→ REQUIREMENT
Using the listing below, keep only the lines with the word "beret" and copy them.

→ DATA FOR ANALYSIS

╔══

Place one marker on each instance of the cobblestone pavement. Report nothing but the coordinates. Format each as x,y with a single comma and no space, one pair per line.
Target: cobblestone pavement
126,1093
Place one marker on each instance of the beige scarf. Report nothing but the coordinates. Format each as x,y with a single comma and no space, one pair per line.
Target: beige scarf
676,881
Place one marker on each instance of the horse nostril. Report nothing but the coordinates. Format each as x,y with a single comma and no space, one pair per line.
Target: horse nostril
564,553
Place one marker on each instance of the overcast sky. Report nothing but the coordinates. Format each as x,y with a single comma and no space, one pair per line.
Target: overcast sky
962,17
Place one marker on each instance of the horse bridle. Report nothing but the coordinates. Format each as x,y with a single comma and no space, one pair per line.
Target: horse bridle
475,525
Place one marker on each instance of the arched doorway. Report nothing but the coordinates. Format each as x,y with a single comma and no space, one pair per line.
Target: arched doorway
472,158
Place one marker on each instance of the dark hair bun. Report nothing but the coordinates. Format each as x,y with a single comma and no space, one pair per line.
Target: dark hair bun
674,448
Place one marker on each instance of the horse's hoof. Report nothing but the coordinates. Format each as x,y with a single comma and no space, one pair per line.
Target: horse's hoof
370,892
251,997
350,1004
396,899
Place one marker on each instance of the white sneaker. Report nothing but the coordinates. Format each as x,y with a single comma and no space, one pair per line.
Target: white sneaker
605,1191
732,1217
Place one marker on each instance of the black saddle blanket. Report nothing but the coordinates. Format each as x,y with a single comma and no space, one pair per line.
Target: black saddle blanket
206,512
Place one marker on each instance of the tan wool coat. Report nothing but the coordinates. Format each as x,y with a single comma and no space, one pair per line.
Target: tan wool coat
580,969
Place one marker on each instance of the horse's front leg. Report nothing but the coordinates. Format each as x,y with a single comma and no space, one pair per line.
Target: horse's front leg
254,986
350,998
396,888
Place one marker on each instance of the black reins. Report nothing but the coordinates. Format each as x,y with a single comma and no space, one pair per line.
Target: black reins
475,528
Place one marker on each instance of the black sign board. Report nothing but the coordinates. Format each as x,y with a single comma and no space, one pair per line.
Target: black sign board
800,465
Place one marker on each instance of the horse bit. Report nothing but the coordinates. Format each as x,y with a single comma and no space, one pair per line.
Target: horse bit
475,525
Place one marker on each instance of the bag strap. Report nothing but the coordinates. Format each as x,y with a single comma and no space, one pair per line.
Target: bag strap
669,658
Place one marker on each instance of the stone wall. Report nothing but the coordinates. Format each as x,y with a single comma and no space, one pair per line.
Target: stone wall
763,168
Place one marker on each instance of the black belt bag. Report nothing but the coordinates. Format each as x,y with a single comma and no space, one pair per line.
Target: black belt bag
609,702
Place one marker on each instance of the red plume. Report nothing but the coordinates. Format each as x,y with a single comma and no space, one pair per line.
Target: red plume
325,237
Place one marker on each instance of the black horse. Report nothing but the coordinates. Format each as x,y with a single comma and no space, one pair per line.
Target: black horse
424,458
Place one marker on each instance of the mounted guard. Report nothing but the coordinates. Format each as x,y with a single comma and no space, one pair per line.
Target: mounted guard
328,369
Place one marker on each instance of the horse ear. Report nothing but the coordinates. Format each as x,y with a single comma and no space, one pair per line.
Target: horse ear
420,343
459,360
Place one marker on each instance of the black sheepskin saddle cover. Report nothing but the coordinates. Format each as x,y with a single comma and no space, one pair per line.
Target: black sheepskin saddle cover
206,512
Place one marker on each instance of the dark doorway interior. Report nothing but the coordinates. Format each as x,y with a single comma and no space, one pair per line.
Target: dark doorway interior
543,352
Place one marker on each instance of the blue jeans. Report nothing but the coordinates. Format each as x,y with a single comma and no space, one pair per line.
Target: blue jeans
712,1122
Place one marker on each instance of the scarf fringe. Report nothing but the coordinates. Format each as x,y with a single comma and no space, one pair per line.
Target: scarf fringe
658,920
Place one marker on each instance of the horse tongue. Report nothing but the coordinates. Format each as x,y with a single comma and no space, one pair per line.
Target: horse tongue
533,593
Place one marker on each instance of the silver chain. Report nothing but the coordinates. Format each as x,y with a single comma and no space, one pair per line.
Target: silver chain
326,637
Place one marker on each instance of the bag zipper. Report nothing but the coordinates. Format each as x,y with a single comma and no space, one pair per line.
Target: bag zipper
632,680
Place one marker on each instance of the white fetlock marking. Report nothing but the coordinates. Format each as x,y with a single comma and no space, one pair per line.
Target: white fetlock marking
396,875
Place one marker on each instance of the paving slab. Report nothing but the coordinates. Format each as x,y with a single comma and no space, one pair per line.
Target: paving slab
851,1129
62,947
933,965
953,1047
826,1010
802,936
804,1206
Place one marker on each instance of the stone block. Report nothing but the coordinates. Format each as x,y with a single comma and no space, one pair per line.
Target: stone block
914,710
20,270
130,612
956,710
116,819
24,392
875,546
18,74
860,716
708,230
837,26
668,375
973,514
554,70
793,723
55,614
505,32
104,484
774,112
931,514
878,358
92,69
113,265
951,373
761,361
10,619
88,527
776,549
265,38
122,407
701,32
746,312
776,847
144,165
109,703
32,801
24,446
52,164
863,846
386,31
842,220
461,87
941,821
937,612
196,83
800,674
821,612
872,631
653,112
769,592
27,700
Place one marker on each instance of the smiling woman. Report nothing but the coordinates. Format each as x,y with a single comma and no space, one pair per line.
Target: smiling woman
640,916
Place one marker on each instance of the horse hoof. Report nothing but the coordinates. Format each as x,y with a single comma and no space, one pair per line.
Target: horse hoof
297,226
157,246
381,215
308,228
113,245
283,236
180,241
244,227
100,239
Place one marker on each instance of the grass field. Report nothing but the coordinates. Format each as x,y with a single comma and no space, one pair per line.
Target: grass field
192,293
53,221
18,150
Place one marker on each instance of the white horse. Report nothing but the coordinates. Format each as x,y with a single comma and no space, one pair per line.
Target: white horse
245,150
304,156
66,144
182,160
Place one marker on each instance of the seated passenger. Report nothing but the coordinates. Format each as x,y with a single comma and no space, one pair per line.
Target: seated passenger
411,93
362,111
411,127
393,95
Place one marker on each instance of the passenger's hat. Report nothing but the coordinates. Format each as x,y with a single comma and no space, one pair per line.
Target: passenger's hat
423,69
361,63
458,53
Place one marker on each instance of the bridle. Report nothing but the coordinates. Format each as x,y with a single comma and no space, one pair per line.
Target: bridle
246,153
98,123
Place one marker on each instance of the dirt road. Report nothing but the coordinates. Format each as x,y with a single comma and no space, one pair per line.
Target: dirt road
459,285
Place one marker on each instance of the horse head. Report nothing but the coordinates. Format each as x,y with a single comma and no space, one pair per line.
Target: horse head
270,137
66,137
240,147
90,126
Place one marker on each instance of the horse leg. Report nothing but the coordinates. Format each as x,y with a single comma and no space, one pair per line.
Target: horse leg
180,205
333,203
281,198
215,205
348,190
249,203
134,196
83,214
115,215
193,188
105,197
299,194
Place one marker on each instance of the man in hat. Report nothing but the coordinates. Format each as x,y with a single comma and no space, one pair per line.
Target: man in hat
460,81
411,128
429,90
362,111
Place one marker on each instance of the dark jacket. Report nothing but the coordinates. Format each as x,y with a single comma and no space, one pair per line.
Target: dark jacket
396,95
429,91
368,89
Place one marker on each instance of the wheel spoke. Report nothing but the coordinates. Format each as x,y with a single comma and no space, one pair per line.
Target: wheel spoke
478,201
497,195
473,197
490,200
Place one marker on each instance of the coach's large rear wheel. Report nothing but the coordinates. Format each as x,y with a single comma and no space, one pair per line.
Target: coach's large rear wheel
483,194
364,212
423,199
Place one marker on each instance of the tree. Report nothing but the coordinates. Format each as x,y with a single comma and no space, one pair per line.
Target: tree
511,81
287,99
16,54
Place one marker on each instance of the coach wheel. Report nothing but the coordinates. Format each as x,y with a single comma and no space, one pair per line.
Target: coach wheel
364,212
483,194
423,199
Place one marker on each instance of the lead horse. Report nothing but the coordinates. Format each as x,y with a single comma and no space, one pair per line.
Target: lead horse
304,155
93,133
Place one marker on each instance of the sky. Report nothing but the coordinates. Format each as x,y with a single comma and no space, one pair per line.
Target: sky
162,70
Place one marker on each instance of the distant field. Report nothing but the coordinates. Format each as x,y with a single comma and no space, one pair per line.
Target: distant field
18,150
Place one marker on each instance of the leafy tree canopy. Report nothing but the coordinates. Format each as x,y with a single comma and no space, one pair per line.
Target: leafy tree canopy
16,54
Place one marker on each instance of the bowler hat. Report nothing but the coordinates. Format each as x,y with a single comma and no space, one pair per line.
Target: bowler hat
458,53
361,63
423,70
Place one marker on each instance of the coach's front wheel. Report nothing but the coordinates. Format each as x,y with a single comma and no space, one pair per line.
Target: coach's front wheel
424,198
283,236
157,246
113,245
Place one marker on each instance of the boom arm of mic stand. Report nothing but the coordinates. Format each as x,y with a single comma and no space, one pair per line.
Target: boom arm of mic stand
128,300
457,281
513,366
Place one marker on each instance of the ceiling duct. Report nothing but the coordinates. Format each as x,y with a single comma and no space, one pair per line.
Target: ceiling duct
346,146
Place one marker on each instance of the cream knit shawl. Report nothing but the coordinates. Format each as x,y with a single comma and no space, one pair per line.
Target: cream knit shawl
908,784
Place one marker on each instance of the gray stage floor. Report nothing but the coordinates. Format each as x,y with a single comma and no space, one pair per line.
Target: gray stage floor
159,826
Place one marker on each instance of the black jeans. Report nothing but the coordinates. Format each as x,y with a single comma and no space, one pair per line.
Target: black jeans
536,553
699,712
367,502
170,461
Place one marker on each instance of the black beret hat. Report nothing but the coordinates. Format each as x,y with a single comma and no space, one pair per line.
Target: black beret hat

╚══

→ WORKED SOLUTION
Place one marker on each instance of the black beret hat. Report nothing but the coordinates. Format each as x,y with a single comma and no space, one pair per line.
Target: black beret hat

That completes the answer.